Extract provided:

....

Two homelands, one sound

August 2025

When Greek-French artist Hellas decided to spend a year in Athens, it wasn’t just a visit. It was a quiet attempt to connect with a place that had always felt familiar, yet far away. Born and raised in France, he had only known Greece through two-week summer trips even though most of his family is rooted there. 

“I always felt like a tourist,” he says. “Like this was supposed to be my country too, but I didn’t really belong. I wanted to experience the authentic Greece.”

That desire – to belong fully to both places – has shaped not just his life, but his music. Now based in Lyon, Hellas navigates effortlessly between languages and cultural references. His sound blends the pulse of French rap with textures from Greece, sometimes lyrical, sometimes raw. Greek slips into his verses the way it enters his thoughts naturally “That’s how I speak, it’s not planned.”

His musical roots are firmly planted in France, but his Greek identity runs deep, in his lyrics, in his sound, even in his name. “I chose the name Hellas when I was really young, just writing it as a tag.” Later, he discovered that in Greece, the word isn’t entirely neutral. It often appears in nationalist or far-right rhetoric, something he hadn’t anticipated. At first, he considered changing it. But in the end, he didn’t want to let go of something he felt he could redefine. “I want to take it back. Like some movements in France that reclaim symbols. I like the idea that someone sees my name and assumes something, and then listens to my music and realizes I’m the exact opposite.

He doesn’t feel caught between France and Greece. Instead, he’s found a way to hold both together without having to compromise either side. His lyrics explore love, loss, displacement, and politics, and in recent years, Greece has become more present in his writing. Not the postcard Greece of sun and white houses, but the one he experienced by living in it.

“People abroad think Greece is just sea, sun, and white houses,” he says. “But there’s another side, more complex, more difficult, and just as beautiful. I want to show that too.”

....

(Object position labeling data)
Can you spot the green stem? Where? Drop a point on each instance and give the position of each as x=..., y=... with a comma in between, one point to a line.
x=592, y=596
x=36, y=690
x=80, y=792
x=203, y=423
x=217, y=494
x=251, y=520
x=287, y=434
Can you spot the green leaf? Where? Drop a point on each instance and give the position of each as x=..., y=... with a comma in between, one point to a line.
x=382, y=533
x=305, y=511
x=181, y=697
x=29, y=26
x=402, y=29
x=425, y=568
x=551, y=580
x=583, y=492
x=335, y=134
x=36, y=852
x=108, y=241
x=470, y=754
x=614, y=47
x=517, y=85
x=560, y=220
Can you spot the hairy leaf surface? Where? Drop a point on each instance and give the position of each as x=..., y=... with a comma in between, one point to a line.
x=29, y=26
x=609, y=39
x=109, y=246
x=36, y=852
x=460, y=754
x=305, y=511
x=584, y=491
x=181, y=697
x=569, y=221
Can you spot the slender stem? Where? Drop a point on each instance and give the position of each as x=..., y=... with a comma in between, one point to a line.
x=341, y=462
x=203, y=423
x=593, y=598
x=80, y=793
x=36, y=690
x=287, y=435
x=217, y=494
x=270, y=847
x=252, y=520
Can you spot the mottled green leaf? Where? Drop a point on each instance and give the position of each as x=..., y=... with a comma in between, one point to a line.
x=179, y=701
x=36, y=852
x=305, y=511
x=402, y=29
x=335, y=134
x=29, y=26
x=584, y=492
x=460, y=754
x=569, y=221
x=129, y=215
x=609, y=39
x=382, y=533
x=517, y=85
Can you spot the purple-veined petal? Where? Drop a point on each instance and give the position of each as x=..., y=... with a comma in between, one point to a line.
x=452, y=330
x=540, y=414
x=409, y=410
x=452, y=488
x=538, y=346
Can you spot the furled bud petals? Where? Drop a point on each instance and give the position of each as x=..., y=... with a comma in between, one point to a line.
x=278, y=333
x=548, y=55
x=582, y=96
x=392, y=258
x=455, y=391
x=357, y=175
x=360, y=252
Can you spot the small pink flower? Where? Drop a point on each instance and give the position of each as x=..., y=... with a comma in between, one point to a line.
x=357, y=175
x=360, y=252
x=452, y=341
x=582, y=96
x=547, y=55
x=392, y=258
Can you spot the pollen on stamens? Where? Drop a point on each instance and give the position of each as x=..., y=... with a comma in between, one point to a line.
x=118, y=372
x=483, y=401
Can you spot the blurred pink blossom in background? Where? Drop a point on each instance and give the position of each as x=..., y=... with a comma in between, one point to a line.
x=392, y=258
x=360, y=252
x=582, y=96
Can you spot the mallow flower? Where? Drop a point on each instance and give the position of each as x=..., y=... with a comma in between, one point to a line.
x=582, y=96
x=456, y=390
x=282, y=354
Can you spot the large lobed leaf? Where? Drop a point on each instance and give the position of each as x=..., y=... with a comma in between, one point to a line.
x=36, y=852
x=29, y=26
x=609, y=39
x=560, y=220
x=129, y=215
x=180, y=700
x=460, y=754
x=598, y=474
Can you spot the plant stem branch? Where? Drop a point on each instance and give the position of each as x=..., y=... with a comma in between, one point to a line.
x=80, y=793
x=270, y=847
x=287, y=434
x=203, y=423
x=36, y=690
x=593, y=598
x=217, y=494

....

Written exercise: In the article about the artist Hellas, which city does it say he is now based in?

Task result: Lyon.